Exercise requirements:
Return the material below with every line repeated unchanged, in the same order.

# start of Materials provided

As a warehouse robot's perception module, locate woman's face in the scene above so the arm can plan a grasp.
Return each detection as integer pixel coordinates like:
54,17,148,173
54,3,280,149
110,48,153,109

# end of Materials provided

Result below:
As a warehouse robot's perception module, locate woman's face in the scene above so the arm can plan a grasp.
Return each detection as integer pixel coordinates like:
54,17,148,173
54,3,280,149
110,48,153,109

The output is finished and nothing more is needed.